## Text segment
BEGIN

The radical transformation of medicine over the past 4 decades has taken a toll on the men and women who work on the frontlines of our profession. However, many of these changes were necessary—and dare I say—beneficial. Medical care is much more effective and safe than it was a generation ago. We may bemoan the demands of consumerism, but patients deserve high-value quality care, and it is only proper that we be good stewards of their healthcare spending. Electronic health records have been disruptive, but who among us would return to paper charts and forfeit the benefits of population health management that can be accomplished only by using a modern information system. Medical care is much better because of these changes. There will be no returning to halcyon days of pen and paper, and un-accountable care.

END

## How to complete this task
Answer these questions about the passage on changes in medicine:
(a) Over how many decades does the passage say medicine has been radically transformed?
(b) What one word does the passage use to describe the effect of electronic health records?
(c) What benefit does the passage say can be accomplished only with a modern information system?

## Information shown
BEGIN

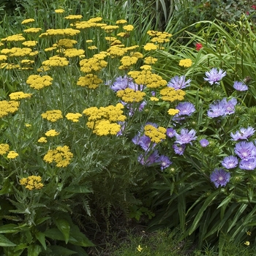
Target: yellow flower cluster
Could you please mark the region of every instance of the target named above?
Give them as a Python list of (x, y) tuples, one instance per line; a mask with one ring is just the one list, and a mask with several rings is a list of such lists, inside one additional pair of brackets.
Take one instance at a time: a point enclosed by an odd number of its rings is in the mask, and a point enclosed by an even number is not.
[(127, 88), (124, 90), (119, 90), (116, 96), (121, 98), (122, 101), (127, 103), (140, 102), (143, 100), (146, 93), (140, 91), (135, 91), (131, 88)]
[(19, 100), (21, 99), (30, 98), (32, 94), (24, 94), (23, 91), (12, 92), (9, 94), (9, 97), (12, 100)]
[(67, 167), (71, 159), (73, 157), (73, 154), (70, 152), (69, 148), (67, 146), (58, 146), (55, 149), (50, 149), (45, 155), (43, 159), (46, 162), (56, 162), (57, 167)]
[(42, 177), (35, 176), (20, 179), (20, 185), (25, 186), (25, 187), (29, 190), (41, 189), (44, 187), (44, 184), (41, 183), (41, 181)]
[(157, 74), (152, 73), (150, 70), (130, 71), (128, 73), (137, 84), (145, 85), (148, 88), (158, 88), (165, 86), (167, 82)]
[(84, 54), (84, 50), (76, 48), (67, 49), (64, 52), (64, 54), (66, 58), (78, 57)]
[(50, 68), (56, 67), (67, 67), (69, 64), (68, 60), (64, 57), (55, 56), (50, 57), (48, 60), (42, 62), (43, 68)]
[(179, 112), (179, 110), (178, 109), (175, 109), (175, 108), (170, 108), (168, 110), (168, 114), (170, 116), (175, 116), (176, 114), (178, 114)]
[(41, 114), (41, 116), (43, 118), (52, 122), (55, 122), (63, 118), (61, 111), (59, 110), (48, 110)]
[(86, 125), (93, 129), (94, 133), (99, 136), (115, 135), (121, 129), (121, 125), (116, 122), (126, 119), (126, 116), (123, 115), (123, 105), (118, 103), (116, 106), (86, 108), (83, 113), (89, 116)]
[(103, 59), (105, 56), (105, 54), (99, 53), (92, 58), (83, 59), (80, 61), (80, 70), (85, 73), (100, 71), (108, 65), (108, 62)]
[(10, 113), (16, 112), (19, 107), (19, 102), (15, 100), (0, 101), (0, 118), (8, 116)]
[(189, 67), (192, 66), (192, 62), (190, 59), (181, 59), (178, 64), (181, 67)]
[(47, 137), (55, 137), (59, 135), (59, 132), (56, 132), (54, 129), (49, 129), (45, 132), (45, 136)]
[(96, 75), (88, 74), (84, 77), (79, 78), (77, 85), (95, 89), (99, 87), (99, 85), (103, 81), (99, 79)]
[(18, 47), (13, 47), (11, 49), (1, 50), (1, 53), (5, 54), (10, 57), (25, 57), (29, 56), (31, 51), (32, 50), (28, 48), (20, 48)]
[(158, 44), (162, 44), (164, 42), (170, 42), (169, 37), (172, 37), (172, 34), (167, 32), (160, 32), (150, 30), (147, 34), (153, 37), (151, 41), (152, 42), (157, 42)]
[(166, 87), (160, 91), (160, 94), (162, 100), (173, 102), (176, 100), (183, 100), (186, 92), (181, 89), (176, 90), (172, 87)]
[(128, 69), (130, 66), (134, 65), (137, 61), (138, 58), (136, 57), (124, 56), (121, 59), (122, 65), (119, 66), (119, 69)]
[(10, 146), (8, 144), (1, 143), (0, 144), (0, 155), (7, 154), (9, 151)]
[(145, 135), (149, 137), (152, 142), (159, 143), (166, 138), (166, 129), (162, 127), (156, 128), (153, 125), (146, 124), (144, 127)]
[(78, 119), (81, 117), (82, 115), (80, 113), (68, 113), (66, 115), (66, 118), (67, 120), (71, 120), (74, 123), (78, 122)]
[(39, 75), (31, 75), (28, 78), (26, 83), (29, 84), (31, 88), (40, 90), (45, 87), (50, 86), (52, 84), (53, 80), (53, 79), (49, 75), (40, 76)]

END

## Solution to this task
(a) 4 decades
(b) Disruptive
(c) Population health management